-- Список заданий --
A – Перечислите всех людей, которые названы по имени или фамилии во фрагменте о письмах Платонова.
B – Выпишите из фрагмента о письмах Платонова текст от слов «Оттого и моя» до слов «все это разом.» включительно.
──────── Фрагмент страницы ────────
Оттого и моя литературная муза печальная, что ее живое воплощение — ты — трудно мне достаешься… <…>
Сердце мое совсем сдало. Я чувствую такое обмирание его, потерю ощущения его, что несколько раз в такие припадки плакал, — не оттого плакал, что испугался смерти, а оттого, что не увижу тебя больше. Утром я просыпаюсь мокрый от пота и чувствую, что все цветы во мне съела корова — болезнь. <…>
Я пропадаю без тебя, но ты приедешь нескоро. Когда совпадают припадки недомогания и тоски, то я борюсь с собой, чтобы не кончить все это разом.
Работоспособность моя исчезает. Я все время сижу за столом, но думаю о тебе. Муза моя, подумай обо мне и помоги <…>
Если увидимся нескоро или не увидимся, то сохрани обо мне память навсегда. Я тебя любил и люблю всею кровью, ты для меня не только любима, ты — священная и чистая, какая бы ты ни была в действительности».
Эти очень многое в характере Платонова и в характере его прозы объясняющие письма были изданы полностью лишь в 2009 году (до этого, как уже говорилось, письма Платонова публиковались отрывочно и с очевидным нарушением датировки и хронологии). В нашем распоряжении нет ответных писем Марии Александровны, вероятно, ею самой уничтоженных, но с учетом тех слов, какие она говорила позднее Е. Одинцову: «Да, „любил“!.. Бросал всегда, уезжал куда-то надолго. Правда, с каждой станции открытки присылал — увидит какую-нибудь старуху или мальчишку, чего-нибудь интересное — и напишет. У меня этих открыток целые мешки были», — любовь к ближнему была ведома Платонову ничуть не меньше любви к дальнему. Другое дело, что взаимодействие этих двух форм любви было очень непростым, и помимо непрекращающегося давления со стороны литературных врагов Платонов переживал домашние душевные коллизии, превращавшие его обыденную семейную жизнь в страдание.
──────── Исходные данные ────────
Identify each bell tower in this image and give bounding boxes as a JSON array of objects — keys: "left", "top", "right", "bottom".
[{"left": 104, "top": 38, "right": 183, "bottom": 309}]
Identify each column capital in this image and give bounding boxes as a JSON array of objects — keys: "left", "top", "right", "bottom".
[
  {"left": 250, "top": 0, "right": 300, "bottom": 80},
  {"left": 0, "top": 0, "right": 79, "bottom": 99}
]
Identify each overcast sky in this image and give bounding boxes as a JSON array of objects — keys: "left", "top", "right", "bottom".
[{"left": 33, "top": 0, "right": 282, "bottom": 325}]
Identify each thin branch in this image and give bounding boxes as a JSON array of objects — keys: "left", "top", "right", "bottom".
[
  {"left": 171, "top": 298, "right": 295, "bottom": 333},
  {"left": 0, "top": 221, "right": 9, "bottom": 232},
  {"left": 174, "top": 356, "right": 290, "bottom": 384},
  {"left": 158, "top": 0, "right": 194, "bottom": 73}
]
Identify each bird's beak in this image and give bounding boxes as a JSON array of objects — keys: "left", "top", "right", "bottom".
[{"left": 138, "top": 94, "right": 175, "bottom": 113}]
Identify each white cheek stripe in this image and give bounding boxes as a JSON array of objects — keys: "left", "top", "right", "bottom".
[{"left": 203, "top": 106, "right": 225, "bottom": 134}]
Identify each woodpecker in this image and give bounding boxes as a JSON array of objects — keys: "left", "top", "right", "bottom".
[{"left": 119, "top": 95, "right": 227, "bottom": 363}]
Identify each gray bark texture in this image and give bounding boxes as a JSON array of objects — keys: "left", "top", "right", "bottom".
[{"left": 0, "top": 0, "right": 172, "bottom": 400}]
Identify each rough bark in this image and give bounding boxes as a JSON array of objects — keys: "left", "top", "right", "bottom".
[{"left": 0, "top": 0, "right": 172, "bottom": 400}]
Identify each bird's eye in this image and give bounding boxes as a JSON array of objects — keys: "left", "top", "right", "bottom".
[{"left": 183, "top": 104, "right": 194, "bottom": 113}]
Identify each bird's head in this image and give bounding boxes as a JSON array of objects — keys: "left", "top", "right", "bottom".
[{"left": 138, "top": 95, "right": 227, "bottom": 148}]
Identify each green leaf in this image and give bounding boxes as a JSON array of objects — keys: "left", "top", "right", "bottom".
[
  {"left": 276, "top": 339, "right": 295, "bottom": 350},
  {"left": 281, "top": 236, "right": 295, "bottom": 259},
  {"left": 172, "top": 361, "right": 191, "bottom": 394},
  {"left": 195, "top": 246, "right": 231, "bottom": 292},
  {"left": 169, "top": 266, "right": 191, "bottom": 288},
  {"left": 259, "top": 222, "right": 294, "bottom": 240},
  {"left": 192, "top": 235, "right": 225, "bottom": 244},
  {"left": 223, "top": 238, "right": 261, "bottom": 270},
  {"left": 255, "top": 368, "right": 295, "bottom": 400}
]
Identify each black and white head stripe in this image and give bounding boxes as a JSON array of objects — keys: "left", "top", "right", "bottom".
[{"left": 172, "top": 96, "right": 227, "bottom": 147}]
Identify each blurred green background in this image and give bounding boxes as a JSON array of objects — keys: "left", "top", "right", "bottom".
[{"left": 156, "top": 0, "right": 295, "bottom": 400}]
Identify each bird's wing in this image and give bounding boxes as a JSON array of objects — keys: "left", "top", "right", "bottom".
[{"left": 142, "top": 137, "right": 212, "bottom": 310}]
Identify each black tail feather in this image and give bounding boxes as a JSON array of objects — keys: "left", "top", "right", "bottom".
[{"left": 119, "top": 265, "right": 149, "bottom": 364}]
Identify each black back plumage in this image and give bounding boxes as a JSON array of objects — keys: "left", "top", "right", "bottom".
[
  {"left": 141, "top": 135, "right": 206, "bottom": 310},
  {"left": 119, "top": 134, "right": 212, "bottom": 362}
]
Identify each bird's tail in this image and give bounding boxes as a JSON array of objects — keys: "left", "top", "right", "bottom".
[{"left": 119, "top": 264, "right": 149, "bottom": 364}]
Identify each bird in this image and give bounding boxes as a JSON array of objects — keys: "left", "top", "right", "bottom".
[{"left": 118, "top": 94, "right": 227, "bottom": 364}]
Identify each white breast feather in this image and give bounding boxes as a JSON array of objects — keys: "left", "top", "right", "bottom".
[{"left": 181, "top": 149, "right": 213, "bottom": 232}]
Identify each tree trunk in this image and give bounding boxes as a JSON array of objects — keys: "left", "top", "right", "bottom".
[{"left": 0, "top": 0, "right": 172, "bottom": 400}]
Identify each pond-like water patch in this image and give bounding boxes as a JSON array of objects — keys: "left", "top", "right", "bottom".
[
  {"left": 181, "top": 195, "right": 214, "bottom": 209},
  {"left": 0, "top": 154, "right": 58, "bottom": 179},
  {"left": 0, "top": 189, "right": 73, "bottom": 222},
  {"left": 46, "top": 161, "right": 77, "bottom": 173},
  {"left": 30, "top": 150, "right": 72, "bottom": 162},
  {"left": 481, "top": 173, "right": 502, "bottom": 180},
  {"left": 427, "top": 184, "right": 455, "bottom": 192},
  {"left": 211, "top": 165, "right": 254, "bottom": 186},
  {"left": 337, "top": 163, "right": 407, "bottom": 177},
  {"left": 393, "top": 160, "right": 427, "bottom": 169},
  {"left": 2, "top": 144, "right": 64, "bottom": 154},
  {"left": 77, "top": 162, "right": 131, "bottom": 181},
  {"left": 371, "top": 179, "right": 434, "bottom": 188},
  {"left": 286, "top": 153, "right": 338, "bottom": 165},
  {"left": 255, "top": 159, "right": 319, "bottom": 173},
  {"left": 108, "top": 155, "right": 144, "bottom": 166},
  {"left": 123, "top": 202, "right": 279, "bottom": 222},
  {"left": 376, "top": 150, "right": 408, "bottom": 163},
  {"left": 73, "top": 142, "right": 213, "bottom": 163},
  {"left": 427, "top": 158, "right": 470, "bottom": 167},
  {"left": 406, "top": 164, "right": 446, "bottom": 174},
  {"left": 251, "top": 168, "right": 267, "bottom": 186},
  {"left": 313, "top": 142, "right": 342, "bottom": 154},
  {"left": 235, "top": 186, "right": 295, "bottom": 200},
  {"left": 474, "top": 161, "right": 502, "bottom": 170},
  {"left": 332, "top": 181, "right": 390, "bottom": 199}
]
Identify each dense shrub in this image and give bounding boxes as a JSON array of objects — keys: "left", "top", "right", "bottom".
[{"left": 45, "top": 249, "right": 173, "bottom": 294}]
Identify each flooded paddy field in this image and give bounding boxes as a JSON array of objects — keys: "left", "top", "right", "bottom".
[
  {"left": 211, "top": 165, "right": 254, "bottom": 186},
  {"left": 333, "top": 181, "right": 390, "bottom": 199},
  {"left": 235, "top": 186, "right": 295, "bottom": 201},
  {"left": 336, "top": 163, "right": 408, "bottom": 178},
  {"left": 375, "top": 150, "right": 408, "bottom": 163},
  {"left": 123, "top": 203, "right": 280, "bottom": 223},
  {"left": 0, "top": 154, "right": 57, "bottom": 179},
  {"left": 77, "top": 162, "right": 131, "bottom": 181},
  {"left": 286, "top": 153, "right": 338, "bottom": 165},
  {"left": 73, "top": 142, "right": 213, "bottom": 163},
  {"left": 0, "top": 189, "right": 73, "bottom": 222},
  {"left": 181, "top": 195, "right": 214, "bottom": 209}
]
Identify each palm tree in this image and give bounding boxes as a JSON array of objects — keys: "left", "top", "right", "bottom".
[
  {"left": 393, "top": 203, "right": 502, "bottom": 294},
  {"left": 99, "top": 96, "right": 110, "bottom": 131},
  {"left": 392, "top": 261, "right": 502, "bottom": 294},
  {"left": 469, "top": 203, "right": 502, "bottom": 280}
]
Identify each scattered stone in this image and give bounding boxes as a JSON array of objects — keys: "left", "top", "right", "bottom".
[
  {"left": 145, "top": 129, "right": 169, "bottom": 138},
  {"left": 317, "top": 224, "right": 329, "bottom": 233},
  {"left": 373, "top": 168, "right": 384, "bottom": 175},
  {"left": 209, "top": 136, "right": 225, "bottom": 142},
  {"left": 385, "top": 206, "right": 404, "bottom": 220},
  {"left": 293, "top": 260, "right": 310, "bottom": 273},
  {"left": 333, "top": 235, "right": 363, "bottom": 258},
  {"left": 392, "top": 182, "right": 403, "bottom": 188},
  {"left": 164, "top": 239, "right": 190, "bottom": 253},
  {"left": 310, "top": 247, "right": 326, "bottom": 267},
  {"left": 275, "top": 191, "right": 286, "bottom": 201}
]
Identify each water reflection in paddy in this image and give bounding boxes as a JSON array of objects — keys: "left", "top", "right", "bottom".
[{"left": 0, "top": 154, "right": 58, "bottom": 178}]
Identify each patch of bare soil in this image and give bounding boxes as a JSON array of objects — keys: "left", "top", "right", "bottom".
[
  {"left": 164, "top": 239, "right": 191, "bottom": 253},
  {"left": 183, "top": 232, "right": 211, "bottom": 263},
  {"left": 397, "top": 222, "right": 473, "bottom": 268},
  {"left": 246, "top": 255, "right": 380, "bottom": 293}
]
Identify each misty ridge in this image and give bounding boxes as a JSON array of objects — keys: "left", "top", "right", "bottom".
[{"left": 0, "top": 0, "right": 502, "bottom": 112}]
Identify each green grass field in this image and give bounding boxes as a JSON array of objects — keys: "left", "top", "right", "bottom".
────────
-- Готовые ответы --
A – Платонов, Мария Александровна, Е. Одинцов

B –
Оттого и моя литературная муза печальная, что ее живое воплощение — ты — трудно мне достаешься… <…>
Сердце мое совсем сдало. Я чувствую такое обмирание его, потерю ощущения его, что несколько раз в такие припадки плакал, — не оттого плакал, что испугался смерти, а оттого, что не увижу тебя больше. Утром я просыпаюсь мокрый от пота и чувствую, что все цветы во мне съела корова — болезнь. <…>
Я пропадаю без тебя, но ты приедешь нескоро. Когда совпадают припадки недомогания и тоски, то я борюсь с собой, чтобы не кончить все это разом.